## Start Material for this task

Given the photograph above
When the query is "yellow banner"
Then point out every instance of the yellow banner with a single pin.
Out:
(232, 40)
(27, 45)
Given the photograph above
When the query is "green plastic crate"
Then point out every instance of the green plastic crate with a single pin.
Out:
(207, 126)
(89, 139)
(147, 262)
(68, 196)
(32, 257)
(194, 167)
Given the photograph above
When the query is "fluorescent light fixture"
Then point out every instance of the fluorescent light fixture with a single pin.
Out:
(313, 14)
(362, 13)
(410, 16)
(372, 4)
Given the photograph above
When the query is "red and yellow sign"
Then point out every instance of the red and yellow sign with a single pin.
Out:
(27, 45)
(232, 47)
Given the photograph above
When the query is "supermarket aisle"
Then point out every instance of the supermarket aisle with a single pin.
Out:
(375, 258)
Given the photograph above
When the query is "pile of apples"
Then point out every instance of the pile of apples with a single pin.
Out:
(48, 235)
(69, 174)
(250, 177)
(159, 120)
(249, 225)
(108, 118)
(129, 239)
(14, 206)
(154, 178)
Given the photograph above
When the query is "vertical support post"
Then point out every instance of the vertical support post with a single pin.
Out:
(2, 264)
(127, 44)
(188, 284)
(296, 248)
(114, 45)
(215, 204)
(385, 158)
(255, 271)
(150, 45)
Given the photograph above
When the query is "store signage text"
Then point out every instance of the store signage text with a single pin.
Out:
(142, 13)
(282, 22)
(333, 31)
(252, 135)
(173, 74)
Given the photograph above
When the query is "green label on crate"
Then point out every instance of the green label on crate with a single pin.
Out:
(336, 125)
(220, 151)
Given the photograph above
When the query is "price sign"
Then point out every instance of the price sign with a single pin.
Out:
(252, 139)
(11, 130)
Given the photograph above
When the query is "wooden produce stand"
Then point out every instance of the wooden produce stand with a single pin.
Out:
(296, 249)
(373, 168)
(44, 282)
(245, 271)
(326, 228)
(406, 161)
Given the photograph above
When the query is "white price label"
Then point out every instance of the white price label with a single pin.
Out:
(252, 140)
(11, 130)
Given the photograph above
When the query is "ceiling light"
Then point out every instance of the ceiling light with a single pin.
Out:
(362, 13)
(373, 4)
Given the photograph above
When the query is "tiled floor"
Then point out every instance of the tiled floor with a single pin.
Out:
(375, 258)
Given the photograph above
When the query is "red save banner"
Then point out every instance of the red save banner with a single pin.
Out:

## End Material for this task

→ **Objective**: All the entries above need to be reproduced exactly.

→ **Correct output**:
Given the photograph above
When the query is "yellow banner"
Then point out every instance of the yellow banner with a single pin.
Out:
(232, 40)
(27, 45)
Given the photograph above
When the query is "green plastic crate"
Then point out every instance of the green plastic crate with a single pin.
Out:
(207, 126)
(89, 139)
(147, 262)
(68, 196)
(32, 257)
(194, 167)
Given the photograph above
When the query is "fluorescent light fixture"
Then point out every instance of the fluorescent light fixture with a single pin.
Out:
(313, 14)
(362, 13)
(410, 16)
(372, 4)
Given the photograph above
When the query is "red and yellow sign"
Then point out every instance of the red and yellow sign with a single pin.
Out:
(27, 45)
(232, 47)
Given the photograph above
When the query is "supermarket aisle"
Then point out every instance of the supermarket aisle with a single pin.
Out:
(375, 258)
Given the photograph above
When the query is "pile of apples"
Then point out every instance of the pile of apples with a single pin.
Out:
(48, 235)
(69, 174)
(250, 177)
(159, 120)
(249, 225)
(108, 118)
(129, 239)
(14, 206)
(154, 178)
Given the photograph above
When the query is "vertical support post"
Then point out every instance of the vertical support post with a single pin.
Out:
(2, 264)
(127, 44)
(188, 284)
(296, 248)
(114, 45)
(215, 204)
(385, 158)
(255, 271)
(150, 45)
Given the photograph above
When the query is "store signage text"
Then point out every instance of the store signage text with a single pin.
Out:
(142, 13)
(282, 22)
(333, 31)
(252, 135)
(173, 74)
Given the photograph above
When the query is "green label on crate"
Then point out every instance of the green label on crate with a single pin.
Out:
(336, 125)
(220, 151)
Given the photograph above
When the query is "price sign"
Then point out every instance of the price sign with a single pin.
Out:
(252, 139)
(11, 130)
Given the photograph above
When the query is "wooden produce stand"
Then point out every instance of the wooden produce stand with a single pin.
Out:
(296, 249)
(373, 168)
(44, 282)
(245, 271)
(326, 228)
(406, 161)
Given the photograph above
When the query is "white price label"
Then point out every instance of the white price label with a single pin.
Out:
(252, 140)
(11, 130)
Given the photograph above
When the query is "ceiling light"
Then point out every instance of the ceiling light with a single pin.
Out:
(362, 13)
(373, 4)
Given the photograph above
When the query is "tiled floor"
Then point out every instance of the tiled floor with a single pin.
Out:
(375, 258)
Given the photograph above
When the query is "red save banner"
Then point out every instance of the red save banner with a single pin.
Out:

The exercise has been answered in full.